**Work instructions:**
Both the line containing "cloud, dropping a point on every instance." and the last line of the listing are included: write out exactly the lines from one to the other.

**Data for this task:**
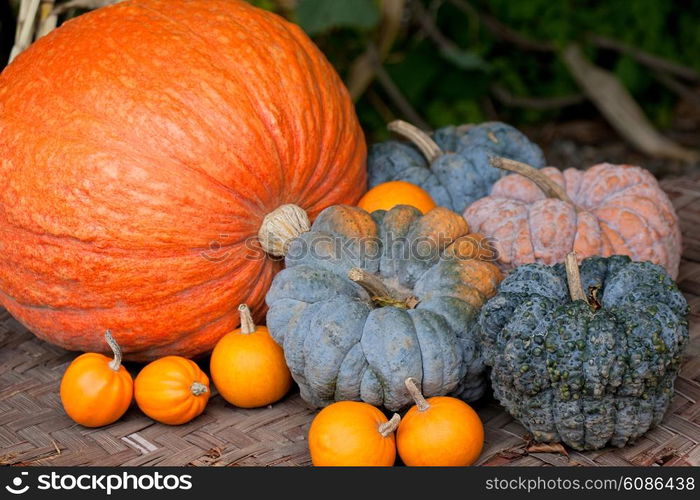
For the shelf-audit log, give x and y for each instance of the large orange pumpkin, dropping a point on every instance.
(542, 215)
(141, 147)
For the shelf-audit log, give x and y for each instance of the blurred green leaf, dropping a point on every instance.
(463, 59)
(319, 16)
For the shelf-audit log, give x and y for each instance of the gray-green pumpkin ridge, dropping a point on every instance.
(368, 300)
(453, 164)
(588, 356)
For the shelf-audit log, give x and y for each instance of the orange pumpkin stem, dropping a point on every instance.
(380, 292)
(420, 139)
(116, 350)
(198, 388)
(573, 277)
(415, 393)
(247, 323)
(280, 227)
(387, 428)
(550, 188)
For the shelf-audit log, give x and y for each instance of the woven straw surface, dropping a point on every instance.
(35, 431)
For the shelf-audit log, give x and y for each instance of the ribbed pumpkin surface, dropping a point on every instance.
(141, 145)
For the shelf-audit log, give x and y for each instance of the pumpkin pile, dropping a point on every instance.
(453, 165)
(439, 431)
(368, 300)
(158, 202)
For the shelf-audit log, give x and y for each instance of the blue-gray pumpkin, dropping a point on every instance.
(366, 301)
(453, 165)
(592, 371)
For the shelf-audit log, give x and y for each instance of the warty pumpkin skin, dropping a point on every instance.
(96, 390)
(141, 147)
(452, 165)
(588, 372)
(367, 300)
(605, 210)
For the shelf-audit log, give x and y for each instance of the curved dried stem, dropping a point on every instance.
(573, 277)
(198, 388)
(415, 393)
(247, 323)
(280, 227)
(116, 363)
(420, 139)
(387, 428)
(550, 188)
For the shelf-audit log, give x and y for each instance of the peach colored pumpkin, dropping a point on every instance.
(605, 210)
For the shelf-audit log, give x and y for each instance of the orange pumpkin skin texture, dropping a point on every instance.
(96, 390)
(142, 145)
(447, 433)
(352, 434)
(172, 390)
(389, 194)
(248, 366)
(616, 209)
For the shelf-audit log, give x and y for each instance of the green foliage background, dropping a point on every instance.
(456, 87)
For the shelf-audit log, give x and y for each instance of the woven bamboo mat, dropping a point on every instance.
(35, 431)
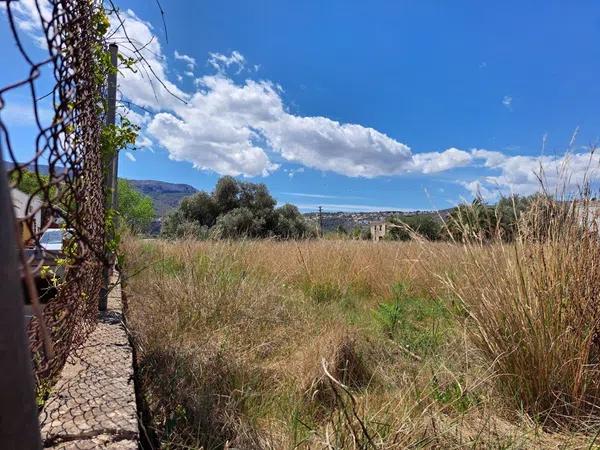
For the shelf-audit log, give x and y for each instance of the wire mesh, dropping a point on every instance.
(60, 184)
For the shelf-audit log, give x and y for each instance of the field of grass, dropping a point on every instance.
(353, 344)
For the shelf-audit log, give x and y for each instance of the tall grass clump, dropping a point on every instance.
(535, 304)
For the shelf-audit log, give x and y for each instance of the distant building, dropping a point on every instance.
(28, 212)
(378, 230)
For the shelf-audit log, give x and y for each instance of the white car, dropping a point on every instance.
(53, 239)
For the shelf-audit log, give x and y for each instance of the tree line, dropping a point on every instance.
(235, 209)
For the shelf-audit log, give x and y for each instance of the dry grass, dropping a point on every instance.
(286, 345)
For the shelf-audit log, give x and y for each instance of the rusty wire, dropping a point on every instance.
(66, 165)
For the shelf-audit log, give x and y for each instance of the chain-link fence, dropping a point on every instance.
(57, 189)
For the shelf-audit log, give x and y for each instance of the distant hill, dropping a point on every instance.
(166, 196)
(350, 220)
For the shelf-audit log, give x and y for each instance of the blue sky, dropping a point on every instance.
(358, 105)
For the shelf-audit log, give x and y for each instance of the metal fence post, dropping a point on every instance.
(19, 426)
(111, 180)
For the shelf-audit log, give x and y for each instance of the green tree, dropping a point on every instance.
(235, 209)
(136, 209)
(226, 194)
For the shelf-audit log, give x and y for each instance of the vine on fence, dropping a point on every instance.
(62, 176)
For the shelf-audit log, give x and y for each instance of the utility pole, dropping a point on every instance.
(320, 222)
(112, 169)
(19, 426)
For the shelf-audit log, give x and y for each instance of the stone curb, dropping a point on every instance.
(93, 403)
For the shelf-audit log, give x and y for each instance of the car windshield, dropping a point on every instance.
(52, 237)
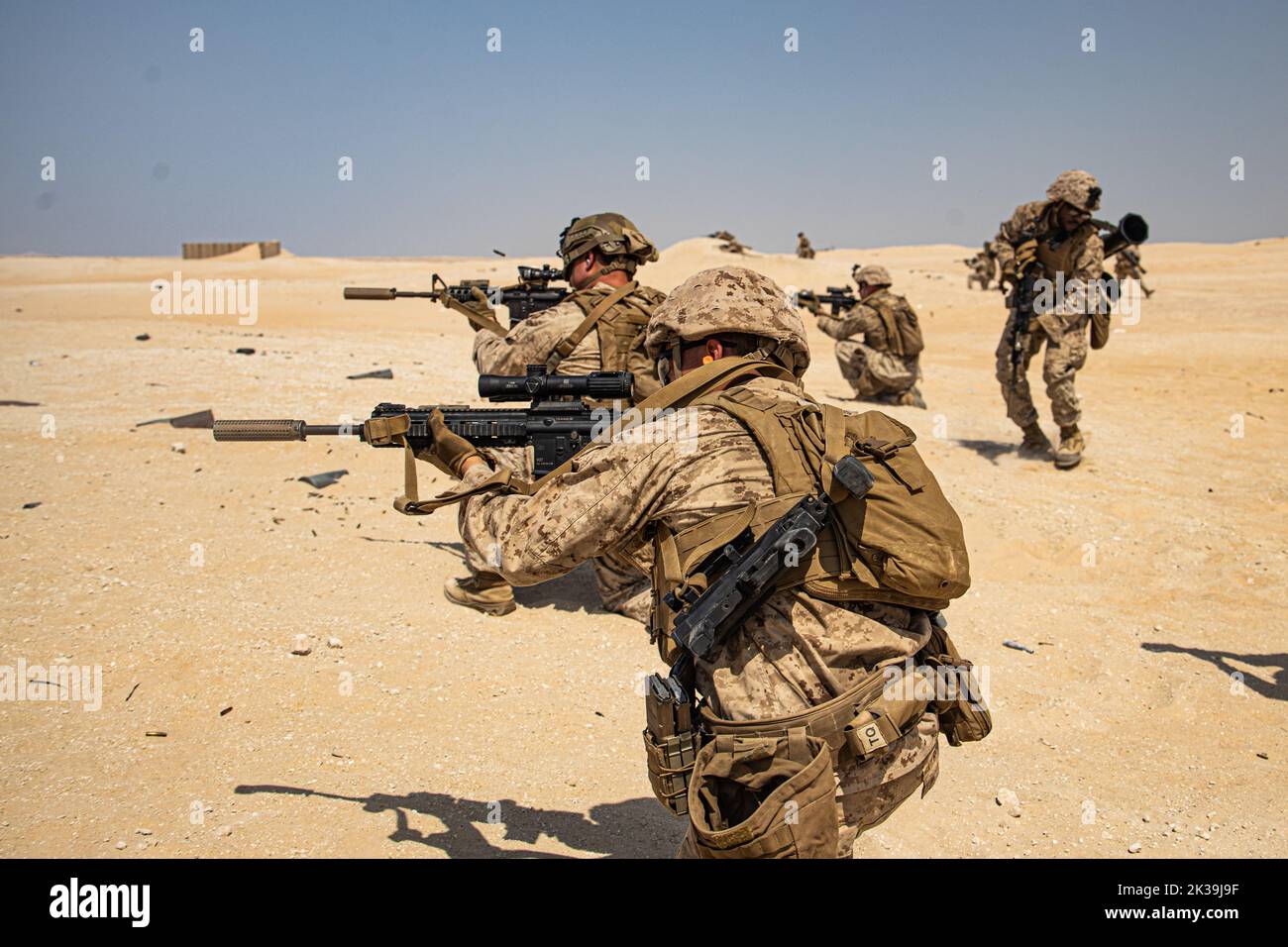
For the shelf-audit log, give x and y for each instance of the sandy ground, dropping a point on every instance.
(1147, 581)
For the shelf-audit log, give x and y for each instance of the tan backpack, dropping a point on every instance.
(902, 543)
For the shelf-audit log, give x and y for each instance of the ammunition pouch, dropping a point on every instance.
(670, 764)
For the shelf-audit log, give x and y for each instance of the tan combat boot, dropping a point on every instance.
(1035, 444)
(911, 397)
(484, 592)
(1072, 445)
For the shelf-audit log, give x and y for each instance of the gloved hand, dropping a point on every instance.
(450, 451)
(378, 432)
(1025, 254)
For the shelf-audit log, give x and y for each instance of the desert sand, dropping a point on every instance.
(1147, 581)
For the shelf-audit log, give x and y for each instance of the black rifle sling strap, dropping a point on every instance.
(566, 348)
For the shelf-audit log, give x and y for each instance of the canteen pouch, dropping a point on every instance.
(764, 797)
(964, 718)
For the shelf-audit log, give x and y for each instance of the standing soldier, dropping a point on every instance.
(983, 265)
(599, 328)
(885, 364)
(1056, 239)
(800, 746)
(1127, 266)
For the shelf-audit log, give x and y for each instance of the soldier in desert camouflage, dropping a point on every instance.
(599, 328)
(983, 266)
(730, 243)
(797, 651)
(1057, 235)
(884, 363)
(1127, 266)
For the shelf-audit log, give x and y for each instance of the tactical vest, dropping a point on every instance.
(1059, 260)
(903, 333)
(619, 320)
(902, 543)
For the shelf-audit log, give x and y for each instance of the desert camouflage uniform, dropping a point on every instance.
(794, 652)
(621, 585)
(1063, 334)
(984, 270)
(870, 367)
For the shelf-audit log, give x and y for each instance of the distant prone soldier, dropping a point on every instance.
(730, 243)
(983, 266)
(884, 364)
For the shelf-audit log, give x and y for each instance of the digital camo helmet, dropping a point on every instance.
(1078, 188)
(874, 274)
(730, 299)
(613, 236)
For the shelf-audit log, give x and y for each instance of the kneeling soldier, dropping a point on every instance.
(798, 744)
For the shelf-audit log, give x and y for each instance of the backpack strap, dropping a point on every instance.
(566, 347)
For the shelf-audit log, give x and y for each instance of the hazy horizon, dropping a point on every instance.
(458, 150)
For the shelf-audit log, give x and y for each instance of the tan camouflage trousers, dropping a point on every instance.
(868, 792)
(1065, 355)
(622, 587)
(872, 372)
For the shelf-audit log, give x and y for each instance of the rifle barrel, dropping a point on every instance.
(279, 429)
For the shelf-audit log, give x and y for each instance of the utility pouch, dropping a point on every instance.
(887, 718)
(764, 797)
(1100, 330)
(964, 718)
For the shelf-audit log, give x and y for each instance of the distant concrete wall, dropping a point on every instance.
(200, 252)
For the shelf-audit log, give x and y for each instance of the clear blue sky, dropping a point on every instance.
(458, 150)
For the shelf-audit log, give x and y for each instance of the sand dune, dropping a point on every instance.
(1149, 581)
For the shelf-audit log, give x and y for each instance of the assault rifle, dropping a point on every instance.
(532, 294)
(1129, 231)
(743, 574)
(558, 424)
(840, 298)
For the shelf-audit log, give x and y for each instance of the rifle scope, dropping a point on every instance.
(537, 385)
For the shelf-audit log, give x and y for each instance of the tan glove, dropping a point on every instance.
(449, 451)
(385, 431)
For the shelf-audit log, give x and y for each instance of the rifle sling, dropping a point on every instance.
(567, 346)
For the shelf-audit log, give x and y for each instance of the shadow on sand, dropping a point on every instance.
(1275, 689)
(988, 450)
(632, 828)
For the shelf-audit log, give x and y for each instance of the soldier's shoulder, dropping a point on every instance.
(1029, 210)
(649, 295)
(565, 311)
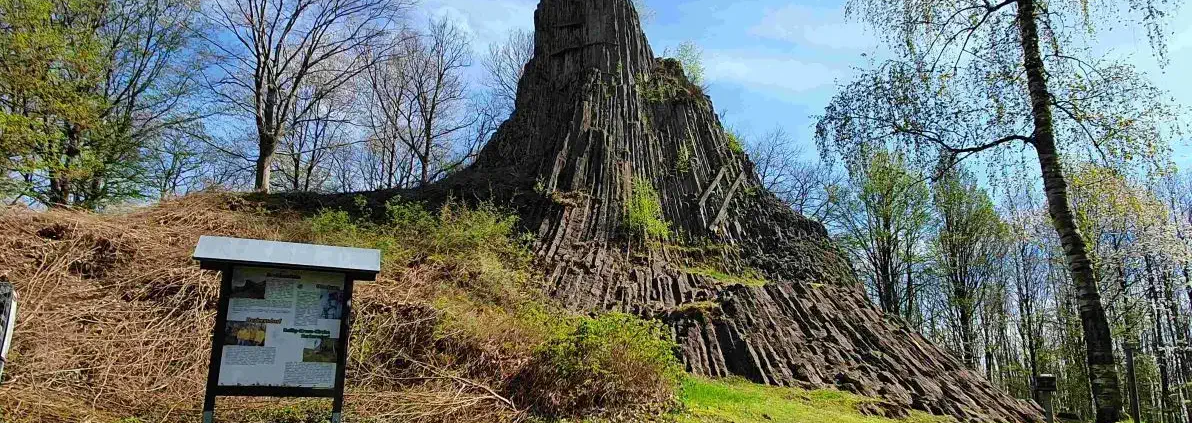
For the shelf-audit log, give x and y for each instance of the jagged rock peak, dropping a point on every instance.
(596, 118)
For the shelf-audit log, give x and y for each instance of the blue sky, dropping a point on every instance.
(776, 63)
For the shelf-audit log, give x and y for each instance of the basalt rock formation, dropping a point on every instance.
(749, 287)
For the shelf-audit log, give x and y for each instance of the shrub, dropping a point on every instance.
(613, 364)
(734, 142)
(683, 160)
(644, 218)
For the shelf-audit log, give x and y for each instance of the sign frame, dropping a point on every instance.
(223, 259)
(8, 318)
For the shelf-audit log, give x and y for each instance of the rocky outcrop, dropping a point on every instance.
(596, 114)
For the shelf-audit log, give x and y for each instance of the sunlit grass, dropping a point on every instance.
(737, 400)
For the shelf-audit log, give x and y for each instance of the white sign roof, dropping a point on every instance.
(287, 254)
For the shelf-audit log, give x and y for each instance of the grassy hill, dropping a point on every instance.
(115, 324)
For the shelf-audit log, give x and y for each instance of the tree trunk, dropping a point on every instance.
(268, 145)
(1098, 341)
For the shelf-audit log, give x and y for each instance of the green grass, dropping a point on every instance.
(737, 400)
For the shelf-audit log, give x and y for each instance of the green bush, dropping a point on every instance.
(612, 364)
(683, 160)
(644, 218)
(734, 142)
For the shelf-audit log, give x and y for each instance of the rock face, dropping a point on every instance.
(596, 117)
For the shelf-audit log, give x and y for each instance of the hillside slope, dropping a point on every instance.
(115, 322)
(643, 203)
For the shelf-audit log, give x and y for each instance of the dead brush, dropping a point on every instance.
(115, 322)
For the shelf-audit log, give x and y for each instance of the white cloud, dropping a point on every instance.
(768, 73)
(809, 26)
(486, 20)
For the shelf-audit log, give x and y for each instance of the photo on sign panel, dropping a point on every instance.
(247, 288)
(322, 350)
(331, 300)
(248, 334)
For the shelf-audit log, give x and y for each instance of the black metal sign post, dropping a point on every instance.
(237, 259)
(7, 322)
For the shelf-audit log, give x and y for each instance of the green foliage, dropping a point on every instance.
(882, 216)
(707, 400)
(666, 82)
(690, 56)
(84, 97)
(644, 215)
(734, 142)
(306, 411)
(683, 160)
(609, 361)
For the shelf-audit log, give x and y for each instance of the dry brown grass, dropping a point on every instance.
(115, 322)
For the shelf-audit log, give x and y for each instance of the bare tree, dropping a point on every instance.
(272, 48)
(504, 64)
(311, 142)
(807, 186)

**Completed task:**
For the shelf-audit log, give x and y for each instance of the white cloud, dropping a point on every instance.
(768, 73)
(809, 26)
(486, 20)
For the shelf-audit log, give x and y for each instance of the photo on sign panel, dropping a point on every instance.
(247, 288)
(322, 350)
(331, 300)
(248, 334)
For the shelf-audit log, give x and y for each instance of the black metal sign post, dropping a point on every instance.
(237, 259)
(7, 322)
For the shelf-audit log, give x and y for each instance of the green foliage, dropping a point on every instance.
(882, 216)
(707, 400)
(666, 82)
(690, 56)
(84, 97)
(644, 215)
(734, 142)
(306, 411)
(683, 160)
(609, 361)
For the shelf-audit log, give x and y for each instance of the dry brown grass, dropping a point on every instance.
(115, 322)
For the shelf-audit log, give x and y for each instance of the bare tree, dropping a point on every instance.
(272, 48)
(504, 64)
(311, 142)
(807, 186)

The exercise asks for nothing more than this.